── Document section

Great feedback, I think that if we change 'mandatory' to 'enabled by default in new installs' there is no objection left?

"Enabled by default" sounds like a great path forward to me :+1:

It is mostly "enabed by default" ^
@Amadeus- you realize it is stored in a cookie? Currently it stays logged in for 30 days, you just have to log in once every 30 days for each browser. We can extend that cookie out for as long as we want, but we can't just let novice users (Users are really playing the role of web administrator) make disastrous mistakes simply because they are not web admins. Hundreds of SR/SC installs have been found in the wild with no login which are directly web facing. If there are advanced administrators who really want to leave their web facing install unprotected then I am sure they can change a bool in their config.ini to disable it.

Quick question - I am looking for said bool to disable listening on the external interface and can't find anything. Can you just set web_host to 127.0.0.1?

Also my config.ini manual changes never get saved after restarting my sysd service for SC. Anyway to change this?

Sorry don't mean to hijack this thread / issue..

My 2 cents regarding enabled by default - good for SSL and PW Auth. 2FA enabled by default may be too much for the novice users your trying to help with this..

────
── Material

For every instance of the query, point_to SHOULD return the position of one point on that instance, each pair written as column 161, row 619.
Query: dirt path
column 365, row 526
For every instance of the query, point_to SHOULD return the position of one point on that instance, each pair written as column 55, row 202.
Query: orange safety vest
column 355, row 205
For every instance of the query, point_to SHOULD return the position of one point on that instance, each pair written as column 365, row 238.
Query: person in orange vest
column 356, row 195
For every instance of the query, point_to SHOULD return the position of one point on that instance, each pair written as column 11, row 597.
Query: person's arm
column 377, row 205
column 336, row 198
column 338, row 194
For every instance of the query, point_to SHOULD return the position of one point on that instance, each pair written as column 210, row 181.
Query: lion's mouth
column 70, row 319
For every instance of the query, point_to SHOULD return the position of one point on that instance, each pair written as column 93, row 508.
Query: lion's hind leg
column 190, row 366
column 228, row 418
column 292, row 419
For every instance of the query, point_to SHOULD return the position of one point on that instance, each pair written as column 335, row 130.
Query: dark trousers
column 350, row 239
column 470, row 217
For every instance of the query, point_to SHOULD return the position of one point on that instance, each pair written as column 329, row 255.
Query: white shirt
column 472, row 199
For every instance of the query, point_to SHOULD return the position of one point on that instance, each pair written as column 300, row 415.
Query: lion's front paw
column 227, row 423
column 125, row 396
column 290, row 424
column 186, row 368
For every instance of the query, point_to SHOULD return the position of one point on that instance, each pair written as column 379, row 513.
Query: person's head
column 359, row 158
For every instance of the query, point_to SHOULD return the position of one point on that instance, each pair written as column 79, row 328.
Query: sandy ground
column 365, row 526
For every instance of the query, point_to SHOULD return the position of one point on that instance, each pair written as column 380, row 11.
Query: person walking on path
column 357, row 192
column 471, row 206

────

* **Given problem 1**: List the security features that the final comment in the discussion thread weighs as defaults.
* **Given problem 2**: Pick up the discussion thread after its final comment by writing the next reply in the conversation.

* **Final result 1**: SSL, password authentication (PW Auth), and two-factor authentication (2FA)

* **Final result 2**:
@ndom91 You have to shut SC down completely before you edit config.ini - change web_host from 0.0.0.0 to 127.0.0.1

@miigotu I don't have my sickrage open to the public, only inbound connections. So I also don't want this enabled by default. Will the update process enable it or is the config.ini not updated on an update

You don't want what enabled by default? Setting a password and it running over ssl will not adversely effect any install. It simply improves security and safety. 2FA is just an added feature, to SUPPORT 2FA.

I think that if TLS and password auth can both be disabled via the config, that would be a reasonable compromise. Then it doesn't matter too much if it's enabled by default.

For people who don't want/need TLS (e.g. internal hosts), self-signed certificates become a hassle UX wise. Similar reasoning for password auth. It's probably best to allow people to disable both these features.

@marvinpinto exactly, however, even though SSL will be able to be disabled, it should still be left enabled even if you are running it on 127.0.0.1/localhost with an nginx or other server/proxy on top. They can redirect to an TLS server just as well as a non-TLS, even when it is self-signed.

Contrary to common misconception, true end-to-end encryption is not merely machine-to-machine. An attacker with local access to the machine, even though that access is not privileged and the attacker does not have permission for the server's files on the file system, can snoop and manipulate unencrypted traffic on localhost. If it is running over a TLS connection (even in virtual interfaces) the security is greatly increased.

Honestly the only people who should be against any of these ideas are people who want to snoop on or exploit users who use bad practices. Who here works for the government or a media company? lol.

Let's be fair here if a bad actor has local access to your machine, its game over.

Encrypting comms on the wire, won't make any difference, as you have much more things to worry about than someone getting your sick chill data.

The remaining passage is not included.